TEXTO FORNECIDO:

Em 1972 foram lançados discos antológicos da música popular brasileira. Para ficar apenas nos óbvios: Transa e Araçá Azul, de Caetano Veloso, que compõem realmente um heteróclito casal, Quando o carnaval chegar, de Chico Buarque, Caetano e Chico juntos e ao vivo, além de Expresso 2222, de Gilberto Gil, Clube da Esquina, de Milton Nascimento e Lô Borges, Água & Vinho, de Egberto Gismonti, Acabou Chorare, dos Novos Baianos, and last but not least, o disco de Jards Macalé que inclui “movimento dos barcos”, “farinha do desprezo”, “mal secreto” etc. Trabalhos de exilados e entendidos, experimentos vanguardistas, outros caminhos abertos – ainda estamos ligados visceralmente a muitas das músicas ou interpretações desses discos, e cada um deles ou seu conjunto renderia extenso comentário.

Mas 1972 foi também o ano de gravação de outro trabalho que passou bem mais despercebido. Penso em Lô Borges que, além de co-autor de Clube da Esquina, no mesmo ano reúne suas composições de juventude (ele estava então com 20 anos) e grava seu primeiro LP como compositor individual. Sem título, só seu nome. Sem encarte (não era ainda uma mania...). Na frente a foto de um velho par de tênis branco com listras pretas laterais, cadarços em desalinho, sobre uma grama verde, desfocada e pouco firme. Atrás, em p&b, o compositor sentado em uma cadeira, de braços cruzados, pernas cruzadas, sério, nos olhando nos olhos, num canteiro central (mais um cruzamento) de uma avenida de uma grande cidade (Belo Horizonte).

Ainda que nunca tenha alcançado popularidade, tanto mais ao lado de Clube da Esquina, este LP é uma peça singular na história da música popular brasileira, fato notável para Tom Jobim, ao avaliar que ali estava uma grande promessa. Tal não se efetivou. Após longo interregno, Lô Borges só voltou a gravar seu segundo LP, Via Láctea, em 1979, sete anos depois. As composições de seu primeiro disco, por outro lado, não serviram de base para os caminhos inovadores que a música popular brasileira veio a conhecer a partir dos anos 80. Mas é raro um verdadeiro aficcionado da música popular brasileira que não conheça este LP e tenha por ele um carinho especial.

TAREFA PROPOSTA 1: No texto sobre o primeiro LP de Lô Borges, reproduza o trecho que começa em "Ainda que nunca" e termina após "um carinho especial.", substituindo "carinho" por "afeto".

Registros de uma coleção:
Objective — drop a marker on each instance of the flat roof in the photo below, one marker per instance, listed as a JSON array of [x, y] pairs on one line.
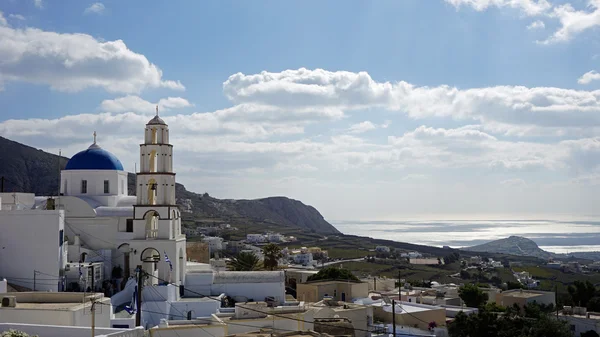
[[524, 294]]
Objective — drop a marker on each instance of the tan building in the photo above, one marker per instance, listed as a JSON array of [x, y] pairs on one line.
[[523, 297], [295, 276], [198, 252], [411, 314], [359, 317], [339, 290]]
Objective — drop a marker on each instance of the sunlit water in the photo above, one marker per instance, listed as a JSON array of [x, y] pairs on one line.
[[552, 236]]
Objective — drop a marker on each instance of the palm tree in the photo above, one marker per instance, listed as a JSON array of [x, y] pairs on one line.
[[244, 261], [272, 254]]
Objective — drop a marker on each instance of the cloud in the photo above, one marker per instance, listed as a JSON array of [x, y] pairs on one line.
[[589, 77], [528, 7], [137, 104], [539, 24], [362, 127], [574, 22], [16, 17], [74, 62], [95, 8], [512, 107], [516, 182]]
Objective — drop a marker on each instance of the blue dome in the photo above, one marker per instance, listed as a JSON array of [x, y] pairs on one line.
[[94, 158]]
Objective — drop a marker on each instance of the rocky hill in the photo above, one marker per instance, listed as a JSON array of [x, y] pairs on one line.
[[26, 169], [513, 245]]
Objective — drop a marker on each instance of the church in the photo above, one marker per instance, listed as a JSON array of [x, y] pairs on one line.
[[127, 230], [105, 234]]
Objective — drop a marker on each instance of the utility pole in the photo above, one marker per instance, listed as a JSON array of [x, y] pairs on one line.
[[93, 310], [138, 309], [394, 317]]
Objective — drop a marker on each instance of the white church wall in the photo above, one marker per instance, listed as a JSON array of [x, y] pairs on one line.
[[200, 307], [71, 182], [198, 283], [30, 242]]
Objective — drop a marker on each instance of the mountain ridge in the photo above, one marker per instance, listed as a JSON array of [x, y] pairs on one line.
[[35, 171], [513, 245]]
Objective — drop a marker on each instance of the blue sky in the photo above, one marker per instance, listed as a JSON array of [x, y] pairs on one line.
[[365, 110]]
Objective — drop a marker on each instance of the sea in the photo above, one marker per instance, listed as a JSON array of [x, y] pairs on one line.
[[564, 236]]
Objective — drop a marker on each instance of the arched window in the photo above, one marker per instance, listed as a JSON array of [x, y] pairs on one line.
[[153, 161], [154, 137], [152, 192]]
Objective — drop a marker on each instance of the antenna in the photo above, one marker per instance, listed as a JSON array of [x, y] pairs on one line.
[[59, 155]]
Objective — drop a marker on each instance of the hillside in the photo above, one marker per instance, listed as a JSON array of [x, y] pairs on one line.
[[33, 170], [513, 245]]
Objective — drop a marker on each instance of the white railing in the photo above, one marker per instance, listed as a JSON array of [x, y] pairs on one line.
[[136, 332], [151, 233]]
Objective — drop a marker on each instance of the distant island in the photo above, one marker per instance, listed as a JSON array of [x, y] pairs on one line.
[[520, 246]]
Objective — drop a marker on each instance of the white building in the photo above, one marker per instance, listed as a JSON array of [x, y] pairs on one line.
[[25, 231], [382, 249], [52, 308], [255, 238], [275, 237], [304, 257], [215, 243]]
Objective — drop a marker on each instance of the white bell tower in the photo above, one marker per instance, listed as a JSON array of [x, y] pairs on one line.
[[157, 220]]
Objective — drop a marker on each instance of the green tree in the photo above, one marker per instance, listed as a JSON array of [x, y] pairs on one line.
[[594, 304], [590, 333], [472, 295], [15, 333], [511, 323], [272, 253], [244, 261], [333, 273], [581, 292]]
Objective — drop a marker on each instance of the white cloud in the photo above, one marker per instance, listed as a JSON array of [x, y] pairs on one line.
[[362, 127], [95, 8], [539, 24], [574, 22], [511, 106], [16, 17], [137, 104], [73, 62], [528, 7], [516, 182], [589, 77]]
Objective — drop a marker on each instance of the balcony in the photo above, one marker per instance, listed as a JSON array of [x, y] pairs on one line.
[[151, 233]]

TAREFA PROPOSTA 2: Transforme em uma lista JSON de strings as linhas da listagem que vão da que contém "Objective — drop a marker on each instance of the sunlit" até a que contém "[[244, 261], [272, 254]]", ambas incluídas. Use uma string por linha e omita as linhas em branco.

RESPOSTA COMPLETA 1:
Ainda que nunca tenha alcançado popularidade, tanto mais ao lado de Clube da Esquina, este LP é uma peça singular na história da música popular brasileira, fato notável para Tom Jobim, ao avaliar que ali estava uma grande promessa. Tal não se efetivou. Após longo interregno, Lô Borges só voltou a gravar seu segundo LP, Via Láctea, em 1979, sete anos depois. As composições de seu primeiro disco, por outro lado, não serviram de base para os caminhos inovadores que a música popular brasileira veio a conhecer a partir dos anos 80. Mas é raro um verdadeiro aficcionado da música popular brasileira que não conheça este LP e tenha por ele um afeto especial.

RESPOSTA COMPLETA 2:
[
  "Objective — drop a marker on each instance of the sunlit water in the photo above, one marker per instance, listed as a JSON array of [x, y] pairs on one line.",
  "[[552, 236]]",
  "Objective — drop a marker on each instance of the palm tree in the photo above, one marker per instance, listed as a JSON array of [x, y] pairs on one line.",
  "[[244, 261], [272, 254]]"
]